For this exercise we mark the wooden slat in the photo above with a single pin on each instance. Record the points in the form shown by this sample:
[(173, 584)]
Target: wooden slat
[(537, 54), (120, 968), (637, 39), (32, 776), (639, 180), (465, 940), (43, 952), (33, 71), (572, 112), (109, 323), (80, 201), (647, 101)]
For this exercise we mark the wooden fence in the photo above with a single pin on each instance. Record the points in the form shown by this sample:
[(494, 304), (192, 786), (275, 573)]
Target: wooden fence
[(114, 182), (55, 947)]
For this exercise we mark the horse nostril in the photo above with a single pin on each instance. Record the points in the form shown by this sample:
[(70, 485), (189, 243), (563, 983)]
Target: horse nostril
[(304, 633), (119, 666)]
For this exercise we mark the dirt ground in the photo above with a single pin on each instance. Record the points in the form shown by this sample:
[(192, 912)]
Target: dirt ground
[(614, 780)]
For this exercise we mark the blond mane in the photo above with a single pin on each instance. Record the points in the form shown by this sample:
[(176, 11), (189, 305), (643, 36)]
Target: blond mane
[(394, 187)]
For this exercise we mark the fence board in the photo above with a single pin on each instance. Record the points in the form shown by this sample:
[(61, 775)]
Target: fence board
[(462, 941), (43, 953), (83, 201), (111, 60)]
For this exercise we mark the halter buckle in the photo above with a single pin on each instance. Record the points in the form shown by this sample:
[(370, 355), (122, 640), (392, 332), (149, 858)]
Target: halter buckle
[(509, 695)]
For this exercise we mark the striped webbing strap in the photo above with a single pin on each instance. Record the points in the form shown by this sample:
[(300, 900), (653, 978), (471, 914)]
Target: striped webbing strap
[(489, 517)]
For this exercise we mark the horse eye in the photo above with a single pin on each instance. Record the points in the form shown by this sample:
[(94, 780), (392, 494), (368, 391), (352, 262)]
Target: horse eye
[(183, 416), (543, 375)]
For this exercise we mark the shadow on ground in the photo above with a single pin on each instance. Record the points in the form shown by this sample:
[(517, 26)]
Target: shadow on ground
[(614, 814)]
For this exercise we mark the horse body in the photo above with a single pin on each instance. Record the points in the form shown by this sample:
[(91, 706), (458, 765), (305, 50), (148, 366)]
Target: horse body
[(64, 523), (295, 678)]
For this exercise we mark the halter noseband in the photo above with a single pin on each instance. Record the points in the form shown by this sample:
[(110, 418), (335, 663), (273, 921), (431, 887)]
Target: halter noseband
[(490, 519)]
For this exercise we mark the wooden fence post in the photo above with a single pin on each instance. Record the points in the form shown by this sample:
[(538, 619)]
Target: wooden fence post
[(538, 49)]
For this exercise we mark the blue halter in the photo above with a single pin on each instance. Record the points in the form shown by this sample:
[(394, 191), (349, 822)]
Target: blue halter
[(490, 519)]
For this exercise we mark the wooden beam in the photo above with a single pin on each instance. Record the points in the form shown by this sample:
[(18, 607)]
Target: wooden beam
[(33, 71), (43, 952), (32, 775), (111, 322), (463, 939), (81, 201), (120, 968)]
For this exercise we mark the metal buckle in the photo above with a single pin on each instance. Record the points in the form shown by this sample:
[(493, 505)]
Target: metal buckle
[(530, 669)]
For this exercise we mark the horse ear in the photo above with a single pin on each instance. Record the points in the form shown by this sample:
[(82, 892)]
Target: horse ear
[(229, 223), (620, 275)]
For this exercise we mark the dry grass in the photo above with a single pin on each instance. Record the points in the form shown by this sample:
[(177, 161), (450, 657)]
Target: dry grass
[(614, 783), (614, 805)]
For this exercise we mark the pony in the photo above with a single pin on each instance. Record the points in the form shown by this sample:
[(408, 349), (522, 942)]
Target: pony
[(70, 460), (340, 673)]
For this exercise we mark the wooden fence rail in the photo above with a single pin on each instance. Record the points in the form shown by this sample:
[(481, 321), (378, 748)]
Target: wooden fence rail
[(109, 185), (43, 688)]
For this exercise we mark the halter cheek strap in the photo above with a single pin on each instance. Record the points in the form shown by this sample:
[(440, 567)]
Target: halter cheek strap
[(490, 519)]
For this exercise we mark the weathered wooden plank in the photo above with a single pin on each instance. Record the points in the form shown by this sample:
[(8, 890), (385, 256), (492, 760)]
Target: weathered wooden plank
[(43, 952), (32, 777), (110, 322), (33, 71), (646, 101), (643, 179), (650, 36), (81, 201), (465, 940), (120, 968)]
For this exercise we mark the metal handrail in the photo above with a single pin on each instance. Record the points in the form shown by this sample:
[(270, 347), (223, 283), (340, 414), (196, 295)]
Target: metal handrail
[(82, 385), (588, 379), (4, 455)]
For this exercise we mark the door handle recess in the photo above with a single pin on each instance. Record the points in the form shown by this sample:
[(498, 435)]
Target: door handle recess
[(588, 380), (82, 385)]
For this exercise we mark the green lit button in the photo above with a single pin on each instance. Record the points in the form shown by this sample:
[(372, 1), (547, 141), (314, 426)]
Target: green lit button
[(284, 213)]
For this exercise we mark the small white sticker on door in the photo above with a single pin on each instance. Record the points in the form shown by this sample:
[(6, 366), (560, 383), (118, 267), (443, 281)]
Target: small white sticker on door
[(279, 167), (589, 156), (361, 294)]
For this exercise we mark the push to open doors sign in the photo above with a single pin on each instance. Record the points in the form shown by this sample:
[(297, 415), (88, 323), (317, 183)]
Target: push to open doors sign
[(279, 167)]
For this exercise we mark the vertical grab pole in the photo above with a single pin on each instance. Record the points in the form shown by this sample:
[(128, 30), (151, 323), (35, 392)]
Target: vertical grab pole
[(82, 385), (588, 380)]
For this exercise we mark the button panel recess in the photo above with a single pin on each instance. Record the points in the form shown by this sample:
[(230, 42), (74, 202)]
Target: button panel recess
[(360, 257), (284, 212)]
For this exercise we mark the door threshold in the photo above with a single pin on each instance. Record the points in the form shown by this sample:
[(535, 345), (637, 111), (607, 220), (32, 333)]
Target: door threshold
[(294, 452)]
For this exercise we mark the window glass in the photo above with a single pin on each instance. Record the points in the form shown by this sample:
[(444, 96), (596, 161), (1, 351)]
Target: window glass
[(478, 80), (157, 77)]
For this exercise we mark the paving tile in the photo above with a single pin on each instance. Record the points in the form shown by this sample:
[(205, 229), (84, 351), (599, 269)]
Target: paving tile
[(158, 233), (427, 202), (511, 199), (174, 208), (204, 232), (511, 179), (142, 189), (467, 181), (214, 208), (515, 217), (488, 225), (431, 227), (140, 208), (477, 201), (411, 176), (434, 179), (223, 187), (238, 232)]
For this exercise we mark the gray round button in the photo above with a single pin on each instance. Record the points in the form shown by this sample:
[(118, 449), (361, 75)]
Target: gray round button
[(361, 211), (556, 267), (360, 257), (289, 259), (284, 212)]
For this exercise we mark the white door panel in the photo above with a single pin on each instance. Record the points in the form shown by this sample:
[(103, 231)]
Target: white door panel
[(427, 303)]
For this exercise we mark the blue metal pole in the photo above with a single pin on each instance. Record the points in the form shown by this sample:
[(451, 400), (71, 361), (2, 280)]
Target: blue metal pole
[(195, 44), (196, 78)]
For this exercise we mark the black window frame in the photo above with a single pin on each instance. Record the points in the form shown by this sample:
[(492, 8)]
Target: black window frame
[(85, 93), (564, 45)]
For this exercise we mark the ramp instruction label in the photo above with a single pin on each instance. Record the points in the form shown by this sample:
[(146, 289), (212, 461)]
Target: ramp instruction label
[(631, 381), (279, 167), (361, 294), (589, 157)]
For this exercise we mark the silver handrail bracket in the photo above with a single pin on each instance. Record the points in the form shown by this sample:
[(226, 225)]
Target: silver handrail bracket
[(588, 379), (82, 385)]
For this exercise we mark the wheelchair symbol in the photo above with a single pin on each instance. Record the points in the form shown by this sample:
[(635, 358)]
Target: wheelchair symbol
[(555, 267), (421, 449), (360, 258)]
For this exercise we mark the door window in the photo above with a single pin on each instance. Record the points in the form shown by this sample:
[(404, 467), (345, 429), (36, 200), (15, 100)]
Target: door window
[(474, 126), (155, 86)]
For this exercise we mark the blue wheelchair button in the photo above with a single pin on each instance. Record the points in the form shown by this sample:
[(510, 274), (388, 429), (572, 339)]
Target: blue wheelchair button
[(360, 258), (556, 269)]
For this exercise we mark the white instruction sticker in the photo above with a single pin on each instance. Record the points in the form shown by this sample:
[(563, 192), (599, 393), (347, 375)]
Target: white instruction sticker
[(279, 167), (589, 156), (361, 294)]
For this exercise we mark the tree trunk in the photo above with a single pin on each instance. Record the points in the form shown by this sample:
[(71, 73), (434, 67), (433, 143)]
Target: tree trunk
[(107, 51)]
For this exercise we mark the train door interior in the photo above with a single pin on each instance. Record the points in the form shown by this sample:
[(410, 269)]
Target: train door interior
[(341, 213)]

Short task:
Rewrite the rows above in the part that opens with the line containing "For this exercise we mark the blue metal" and closes with the line containing "[(85, 93), (564, 45)]", both lines included, keeping the requests and their sample coordinates unchanged. In each answer's list of point coordinates, multiply every number by 1.25 and round to a whole number, with halves rounded up.

The completed task:
For this exercise we mark the blue metal pole in the photo above with a single pin on each instance. Record the points in the form shown by this sample:
[(451, 400), (71, 361), (2, 280)]
Target: blue metal pole
[(244, 55), (245, 98)]
For this exercise we mark the black window frame in the photo above with a single pin on each instance. Record the points in the form shown by this sample:
[(492, 8)]
Target: black window frame
[(106, 116), (705, 56)]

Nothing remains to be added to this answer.